Copy the lines below, starting at the line that contains "Would you please place a dot on the tall" and continuing through the final line. Leave the pictures out of your copy.

Lines from a point annotation set:
↓
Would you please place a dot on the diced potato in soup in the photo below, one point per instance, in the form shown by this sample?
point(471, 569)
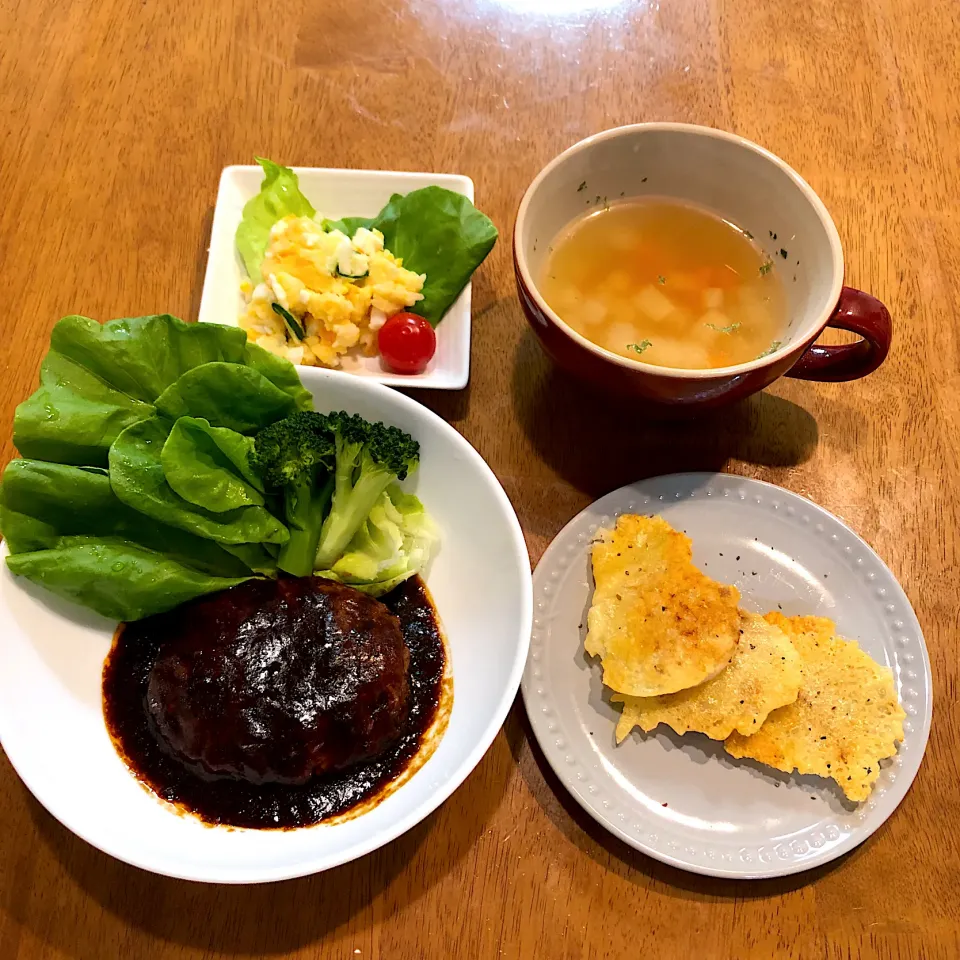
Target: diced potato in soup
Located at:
point(667, 283)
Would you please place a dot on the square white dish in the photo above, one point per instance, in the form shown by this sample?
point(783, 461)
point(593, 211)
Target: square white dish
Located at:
point(335, 193)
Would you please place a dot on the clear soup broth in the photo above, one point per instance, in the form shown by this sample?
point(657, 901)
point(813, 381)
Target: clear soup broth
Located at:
point(668, 283)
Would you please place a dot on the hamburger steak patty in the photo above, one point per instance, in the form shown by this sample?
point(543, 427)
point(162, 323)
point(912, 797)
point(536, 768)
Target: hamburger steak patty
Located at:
point(279, 680)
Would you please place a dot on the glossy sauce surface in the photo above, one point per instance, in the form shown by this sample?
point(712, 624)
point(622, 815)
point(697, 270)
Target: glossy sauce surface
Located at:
point(238, 802)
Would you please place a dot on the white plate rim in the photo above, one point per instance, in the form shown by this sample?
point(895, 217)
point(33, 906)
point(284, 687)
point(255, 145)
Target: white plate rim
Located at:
point(246, 875)
point(566, 772)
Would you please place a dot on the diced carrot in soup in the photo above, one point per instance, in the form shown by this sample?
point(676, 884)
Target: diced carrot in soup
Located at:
point(666, 282)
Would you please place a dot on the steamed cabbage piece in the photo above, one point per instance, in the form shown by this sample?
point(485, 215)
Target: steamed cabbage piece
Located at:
point(394, 542)
point(136, 492)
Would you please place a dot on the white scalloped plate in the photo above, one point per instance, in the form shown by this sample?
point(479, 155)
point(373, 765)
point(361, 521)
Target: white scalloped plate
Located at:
point(682, 800)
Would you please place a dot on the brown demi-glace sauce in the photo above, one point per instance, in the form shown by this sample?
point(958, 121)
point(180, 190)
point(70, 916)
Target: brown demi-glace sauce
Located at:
point(242, 803)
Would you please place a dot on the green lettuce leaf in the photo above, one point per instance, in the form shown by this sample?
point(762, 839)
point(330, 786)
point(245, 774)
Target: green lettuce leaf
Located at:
point(116, 578)
point(67, 532)
point(280, 372)
point(279, 197)
point(98, 379)
point(439, 233)
point(138, 479)
point(40, 503)
point(227, 395)
point(210, 466)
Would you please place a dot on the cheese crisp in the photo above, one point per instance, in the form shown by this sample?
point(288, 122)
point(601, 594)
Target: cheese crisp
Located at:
point(658, 624)
point(844, 722)
point(765, 674)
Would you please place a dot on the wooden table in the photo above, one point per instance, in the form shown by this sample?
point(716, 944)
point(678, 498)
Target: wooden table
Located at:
point(116, 119)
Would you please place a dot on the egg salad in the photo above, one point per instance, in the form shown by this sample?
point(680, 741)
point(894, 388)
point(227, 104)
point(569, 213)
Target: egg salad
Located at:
point(324, 293)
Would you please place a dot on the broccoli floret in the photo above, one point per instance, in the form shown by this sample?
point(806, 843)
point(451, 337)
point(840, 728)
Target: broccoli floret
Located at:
point(295, 457)
point(369, 457)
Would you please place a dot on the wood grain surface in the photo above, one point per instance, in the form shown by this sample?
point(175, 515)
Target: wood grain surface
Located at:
point(117, 116)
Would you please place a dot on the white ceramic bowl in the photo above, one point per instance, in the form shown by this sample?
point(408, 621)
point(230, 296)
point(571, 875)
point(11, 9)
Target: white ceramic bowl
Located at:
point(335, 193)
point(52, 653)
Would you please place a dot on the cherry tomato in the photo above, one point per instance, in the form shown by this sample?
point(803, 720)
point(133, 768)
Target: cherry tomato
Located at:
point(406, 342)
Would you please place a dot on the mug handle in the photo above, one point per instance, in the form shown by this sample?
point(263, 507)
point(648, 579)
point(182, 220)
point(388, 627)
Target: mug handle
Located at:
point(857, 312)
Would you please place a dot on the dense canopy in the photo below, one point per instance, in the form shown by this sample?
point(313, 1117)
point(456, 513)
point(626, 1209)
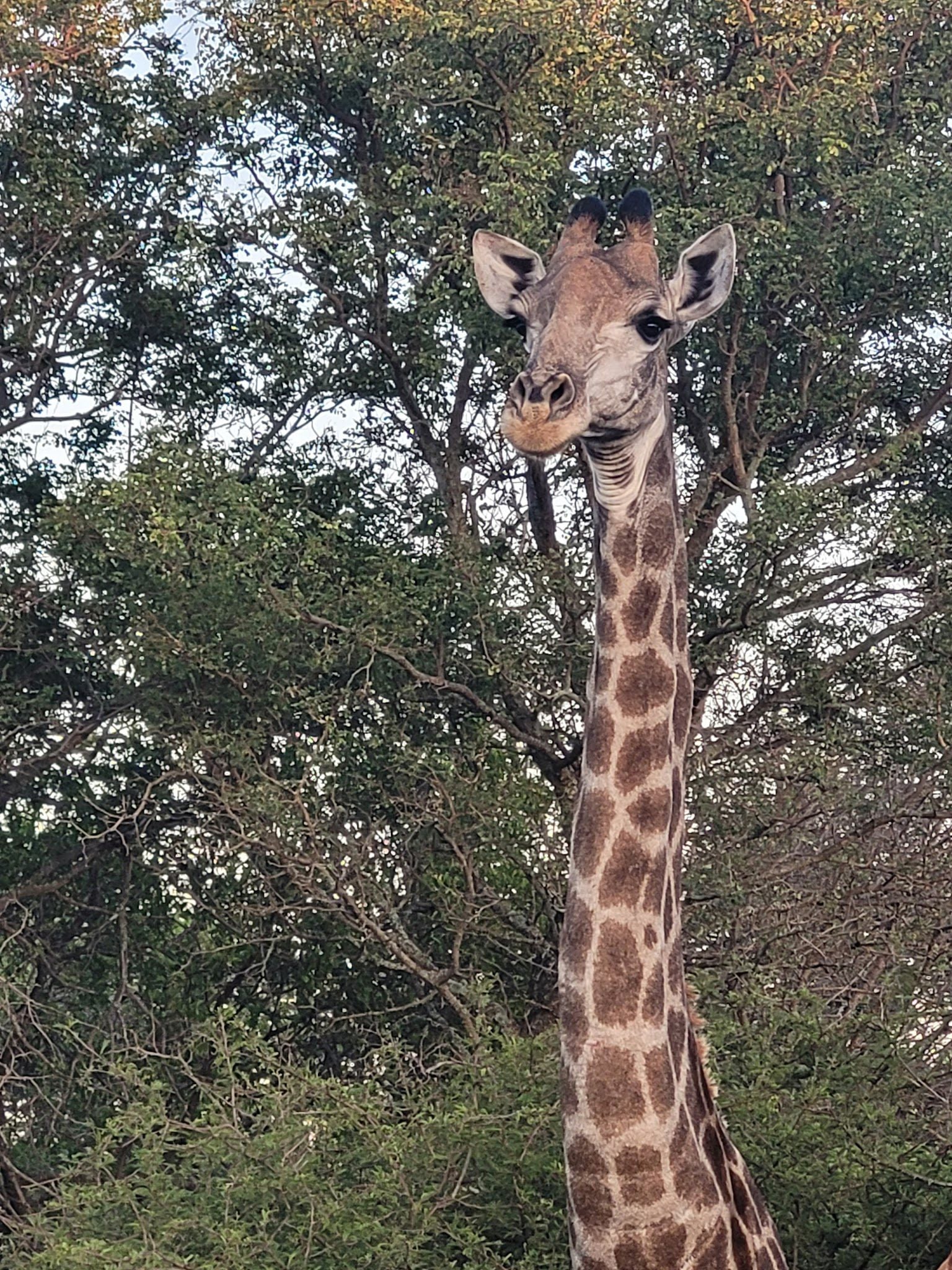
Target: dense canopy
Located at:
point(295, 649)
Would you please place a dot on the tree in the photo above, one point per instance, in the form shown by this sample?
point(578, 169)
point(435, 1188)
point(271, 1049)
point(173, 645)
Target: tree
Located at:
point(295, 683)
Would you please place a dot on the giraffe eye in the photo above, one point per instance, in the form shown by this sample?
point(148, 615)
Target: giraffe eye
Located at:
point(650, 327)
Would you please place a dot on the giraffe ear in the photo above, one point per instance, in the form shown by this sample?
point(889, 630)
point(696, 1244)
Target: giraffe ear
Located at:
point(503, 270)
point(705, 275)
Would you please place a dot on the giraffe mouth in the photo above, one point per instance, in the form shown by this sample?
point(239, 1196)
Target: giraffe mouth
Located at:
point(536, 435)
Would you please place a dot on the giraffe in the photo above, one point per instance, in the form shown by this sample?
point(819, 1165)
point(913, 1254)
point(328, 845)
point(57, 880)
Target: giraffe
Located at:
point(654, 1181)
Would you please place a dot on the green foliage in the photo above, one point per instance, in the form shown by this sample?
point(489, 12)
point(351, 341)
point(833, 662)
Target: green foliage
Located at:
point(294, 672)
point(278, 1169)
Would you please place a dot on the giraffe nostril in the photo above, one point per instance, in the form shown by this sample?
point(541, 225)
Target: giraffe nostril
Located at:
point(519, 391)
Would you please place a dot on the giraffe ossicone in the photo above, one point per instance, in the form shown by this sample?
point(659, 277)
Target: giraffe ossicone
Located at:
point(654, 1180)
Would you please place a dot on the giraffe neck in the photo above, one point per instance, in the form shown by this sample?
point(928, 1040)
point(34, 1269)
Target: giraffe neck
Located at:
point(654, 1183)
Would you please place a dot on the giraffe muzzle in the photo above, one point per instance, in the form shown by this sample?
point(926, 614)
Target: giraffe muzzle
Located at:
point(541, 415)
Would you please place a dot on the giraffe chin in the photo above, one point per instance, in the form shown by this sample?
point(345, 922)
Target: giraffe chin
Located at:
point(541, 437)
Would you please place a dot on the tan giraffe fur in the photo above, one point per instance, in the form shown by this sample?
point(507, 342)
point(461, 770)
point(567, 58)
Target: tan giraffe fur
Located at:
point(654, 1180)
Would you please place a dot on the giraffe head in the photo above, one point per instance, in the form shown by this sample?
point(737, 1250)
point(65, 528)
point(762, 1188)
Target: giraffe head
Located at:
point(597, 324)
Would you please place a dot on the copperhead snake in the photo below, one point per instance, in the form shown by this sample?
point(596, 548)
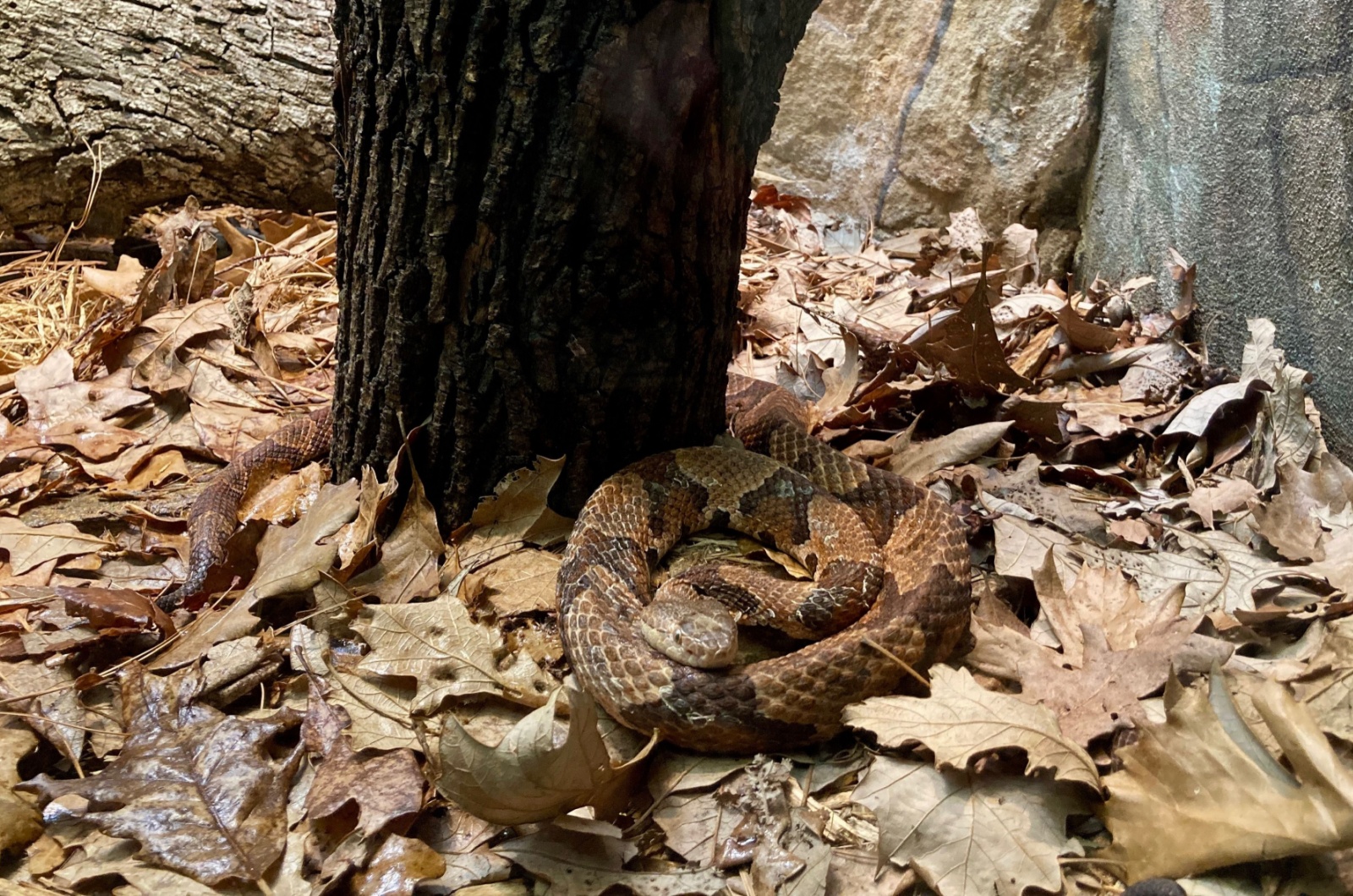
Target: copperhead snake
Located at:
point(890, 589)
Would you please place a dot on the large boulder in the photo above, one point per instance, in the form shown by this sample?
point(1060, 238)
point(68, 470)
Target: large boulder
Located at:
point(1228, 134)
point(227, 99)
point(901, 112)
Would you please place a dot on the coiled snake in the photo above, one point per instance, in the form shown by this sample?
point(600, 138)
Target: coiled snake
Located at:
point(890, 562)
point(873, 539)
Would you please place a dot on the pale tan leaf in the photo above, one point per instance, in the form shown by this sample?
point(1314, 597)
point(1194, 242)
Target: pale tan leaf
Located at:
point(19, 821)
point(961, 445)
point(448, 654)
point(1093, 699)
point(1194, 795)
point(198, 789)
point(578, 864)
point(410, 558)
point(56, 396)
point(30, 547)
point(529, 776)
point(1222, 499)
point(516, 515)
point(961, 720)
point(293, 560)
point(379, 709)
point(521, 582)
point(971, 835)
point(1195, 417)
point(1294, 434)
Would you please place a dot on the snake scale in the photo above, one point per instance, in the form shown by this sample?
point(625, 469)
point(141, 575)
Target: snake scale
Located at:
point(793, 492)
point(216, 512)
point(890, 585)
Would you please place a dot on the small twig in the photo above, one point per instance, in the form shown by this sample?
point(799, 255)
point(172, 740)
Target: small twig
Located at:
point(897, 659)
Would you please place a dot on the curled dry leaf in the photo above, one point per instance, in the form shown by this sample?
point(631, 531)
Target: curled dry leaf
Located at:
point(961, 720)
point(582, 864)
point(1194, 796)
point(971, 834)
point(528, 777)
point(294, 558)
point(410, 556)
point(919, 461)
point(19, 822)
point(516, 515)
point(397, 868)
point(196, 788)
point(448, 654)
point(386, 788)
point(30, 547)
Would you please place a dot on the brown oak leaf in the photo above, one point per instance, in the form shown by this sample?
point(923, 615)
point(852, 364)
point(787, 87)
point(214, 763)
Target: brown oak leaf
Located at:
point(196, 788)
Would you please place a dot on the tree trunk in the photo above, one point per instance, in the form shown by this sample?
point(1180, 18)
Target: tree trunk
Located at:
point(541, 211)
point(216, 98)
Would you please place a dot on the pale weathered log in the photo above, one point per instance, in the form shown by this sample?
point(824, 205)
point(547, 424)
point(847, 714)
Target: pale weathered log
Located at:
point(227, 99)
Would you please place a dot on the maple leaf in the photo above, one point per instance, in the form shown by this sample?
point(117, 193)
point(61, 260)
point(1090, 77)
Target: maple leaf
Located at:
point(196, 788)
point(446, 651)
point(971, 834)
point(386, 788)
point(1102, 693)
point(1199, 790)
point(961, 720)
point(528, 777)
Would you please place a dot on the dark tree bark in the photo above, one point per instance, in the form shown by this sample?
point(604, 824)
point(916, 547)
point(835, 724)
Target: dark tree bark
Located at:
point(543, 206)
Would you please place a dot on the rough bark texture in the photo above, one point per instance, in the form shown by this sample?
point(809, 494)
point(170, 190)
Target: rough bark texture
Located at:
point(541, 216)
point(1228, 133)
point(227, 99)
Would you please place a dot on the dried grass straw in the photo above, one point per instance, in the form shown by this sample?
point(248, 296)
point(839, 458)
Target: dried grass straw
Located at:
point(44, 302)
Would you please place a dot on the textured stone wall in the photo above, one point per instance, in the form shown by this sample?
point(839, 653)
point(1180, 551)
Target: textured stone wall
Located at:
point(1229, 134)
point(900, 112)
point(227, 99)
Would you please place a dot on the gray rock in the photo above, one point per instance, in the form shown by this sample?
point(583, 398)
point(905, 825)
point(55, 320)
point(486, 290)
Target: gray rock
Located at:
point(227, 99)
point(1228, 134)
point(901, 112)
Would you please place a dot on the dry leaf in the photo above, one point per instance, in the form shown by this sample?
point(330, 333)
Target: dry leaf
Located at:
point(528, 776)
point(514, 515)
point(1091, 700)
point(386, 788)
point(448, 654)
point(1197, 792)
point(19, 822)
point(919, 461)
point(196, 788)
point(521, 582)
point(578, 864)
point(971, 834)
point(961, 720)
point(1224, 497)
point(294, 558)
point(397, 868)
point(410, 558)
point(30, 547)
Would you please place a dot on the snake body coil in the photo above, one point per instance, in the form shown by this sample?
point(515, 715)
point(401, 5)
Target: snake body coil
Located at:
point(786, 494)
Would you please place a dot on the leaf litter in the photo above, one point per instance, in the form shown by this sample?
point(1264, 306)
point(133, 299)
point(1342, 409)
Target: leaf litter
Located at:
point(1159, 680)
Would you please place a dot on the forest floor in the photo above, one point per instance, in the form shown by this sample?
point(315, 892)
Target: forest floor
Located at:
point(1159, 680)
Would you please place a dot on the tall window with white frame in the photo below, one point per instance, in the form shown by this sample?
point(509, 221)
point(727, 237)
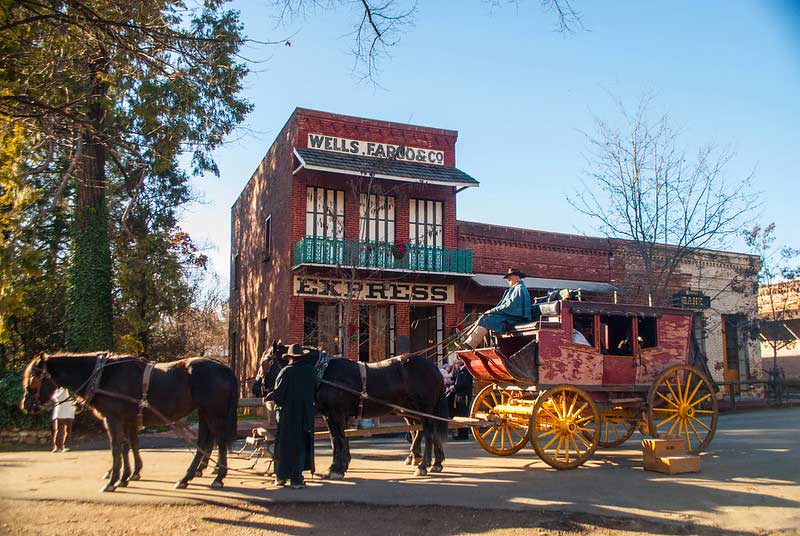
↑
ANSWER TO THIS TASK:
Would you please place a dot on the tall window with white frame in the photo below, one point per instance, in the form shown by this sample?
point(509, 221)
point(727, 237)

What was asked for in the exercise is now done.